Start Material supplied

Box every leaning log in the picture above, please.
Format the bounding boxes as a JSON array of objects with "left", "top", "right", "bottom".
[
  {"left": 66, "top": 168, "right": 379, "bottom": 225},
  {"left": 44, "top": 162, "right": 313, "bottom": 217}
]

End Material supplied

▶ [Directions]
Reproduce every one of the rows above word for word.

▶ [Solution]
Box every leaning log in the picture above, please.
Format the bounding boxes as a JSON array of objects with "left", "top", "right", "bottom".
[
  {"left": 66, "top": 168, "right": 379, "bottom": 225},
  {"left": 44, "top": 162, "right": 313, "bottom": 217}
]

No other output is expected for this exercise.